CHALLENGE A: Sum up the leadership excerpt in two sentences.
CHALLENGE B:
Answer these questions from the leadership excerpt, one per line:
(i) According to the quote attributed to Sun Tzu, what is the true art of war?
(ii) Whose voice does the excerpt say tearing down the wall was?
(iii) When did Muhammad Ali say he started counting his sit-ups?

PROVIDED TEXT:
========

When groups or organizations are mindful of those around them without working to understand who they are, it creates pressure for individuals to fit into what is the norm of society. That is, it encourages contrast to be absorbed into what already exists, and creates an absence of group identity.

However, when groups work to understand the individuals around them, and use this understanding to be mindful of those individuals, it creates a space for contrast to be expressed. The unitary white light of the group can pass through a prism and reflect the spectrum of contrasts between individuals and display what was hidden in plain sight.

Culture should be a reflection, not an absorption, of the differences of its individuals.

4.Trust lead Decisions:

“For many, to take action requires orders — but restraint of action requires trust”

Sun Tzu said that “The true art of war is to subdue the enemy without fighting”

In the majority of military conflicts or civil uprisings we often see the escalation of authority and the categorization of decisions. Ideas are quickly slotted into hierarchies based on the immediate and actions are quickly regimented into process for the present.

This description can often be applied to a new CEO joining an organization— particularly if that firm has not been meeting financial expectations.

The ability for individuals to make decisions is crucial to integration — it is why military leaders & CEO’s alike design structures that support the ability to make decisions — through standardized hierarchies & processes.

However, this encourages a decision to be made at each level of hierarchy and each level of the process. This can, and does, lead to bad decisions being made by ill-informed leaders through inefficient processes.

Impact is equally about the decisions one makes as well as the decisions one recognizes are beyond their control.

Support hierarchies & processes where individuals are recognized not only for their resilience in actions but their conviction beyond action.

5.Listening lead Acceptance

“The key to influence is what you say, the key to communication is how you listen”

When we think of great leaders, whether in business, politics, the military, history, etc, we often think of their great speeches.

With Job’s we think of the introduction of the Mac & “think different”

With Reagan we think of “Mr. Gorbachov, tear down this wall”

With Churchill we think “Never was so much owed by so many to so few”

But this misses a key element of their ability to lead. All may have been strong voices & stubborn influencers, but they also understood when to listen.

They did not achieve success by talking to the audience. They achieved success by listening to them.

The Mac was the voice of the consumer.

Tearing down the wall was the voice of the citizen.

Churchill’s gratitude was the voice of humanity.

Do not chase other’s acceptance with words, but show awareness of their voice and they will chase your acceptance.

Part 2: Fostering Intiative to drive Progress

6.Accomplishment lead Fulfilment

“Accomplishment is acknowledgement of what you achieve, fulfilment is acknowledgement of what you don’t”

When Muhammad Ali was asked how many sit-ups he did, he responded,

“I don’t count my sit-ups, I only start counting when it starts hurting, when I feel pain, that’s when I start counting, cause that’s when it really counts.”

For Ali, his fulfillment did not come from his physical exertion alone, but rather from his acknowledgement of how much more exertion he could extend.

Most Athletes would say that he demonstrates the “attitude of a winner” but that is too binary. What he demonstrated is purpose driven self-awareness. He does not chastise himself for doing less than 100 or praise himself for doing more than 1,000. He is not about the numbers — he is about his own absolute purpose and own relative capabilities.

========

[Stored dataset items]
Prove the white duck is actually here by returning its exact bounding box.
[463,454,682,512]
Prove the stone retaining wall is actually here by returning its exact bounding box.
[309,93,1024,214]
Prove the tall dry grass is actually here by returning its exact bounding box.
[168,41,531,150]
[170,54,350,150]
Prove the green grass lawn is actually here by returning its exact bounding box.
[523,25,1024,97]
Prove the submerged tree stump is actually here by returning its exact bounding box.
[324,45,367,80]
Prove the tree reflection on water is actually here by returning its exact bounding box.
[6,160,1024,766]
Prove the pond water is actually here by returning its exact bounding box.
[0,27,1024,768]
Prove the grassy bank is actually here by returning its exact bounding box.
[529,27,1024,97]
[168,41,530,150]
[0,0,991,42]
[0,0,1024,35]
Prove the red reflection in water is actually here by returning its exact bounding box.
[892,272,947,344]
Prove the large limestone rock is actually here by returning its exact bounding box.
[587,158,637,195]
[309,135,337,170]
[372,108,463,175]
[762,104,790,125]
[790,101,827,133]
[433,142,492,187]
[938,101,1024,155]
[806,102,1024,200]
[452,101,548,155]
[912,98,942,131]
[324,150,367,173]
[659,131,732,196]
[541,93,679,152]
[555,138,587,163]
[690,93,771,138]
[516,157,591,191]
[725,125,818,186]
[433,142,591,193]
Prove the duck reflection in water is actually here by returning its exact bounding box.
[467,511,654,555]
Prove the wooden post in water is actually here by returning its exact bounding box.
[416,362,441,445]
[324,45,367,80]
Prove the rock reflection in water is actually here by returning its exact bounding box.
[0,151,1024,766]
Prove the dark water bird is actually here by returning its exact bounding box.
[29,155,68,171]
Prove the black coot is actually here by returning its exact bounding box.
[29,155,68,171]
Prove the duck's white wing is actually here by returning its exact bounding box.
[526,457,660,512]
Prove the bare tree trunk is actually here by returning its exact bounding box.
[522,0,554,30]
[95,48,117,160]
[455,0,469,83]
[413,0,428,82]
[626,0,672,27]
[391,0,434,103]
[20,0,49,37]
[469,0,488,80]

========

OUTPUT A: The excerpt argues that groups should understand the individuals around them so that culture reflects their differences instead of absorbing them, and that decisions made at every level of standardized hierarchies and processes can lead to bad decisions by ill-informed leaders. It also holds that leaders such as Jobs, Reagan and Churchill succeeded by listening to their audiences, and that Muhammad Ali's way of counting sit-ups showed purpose-driven self-awareness instead of a focus on numbers.

OUTPUT B:
(i) To subdue the enemy without fighting.
(ii) The voice of the citizen.
(iii) When it started hurting, when he felt pain.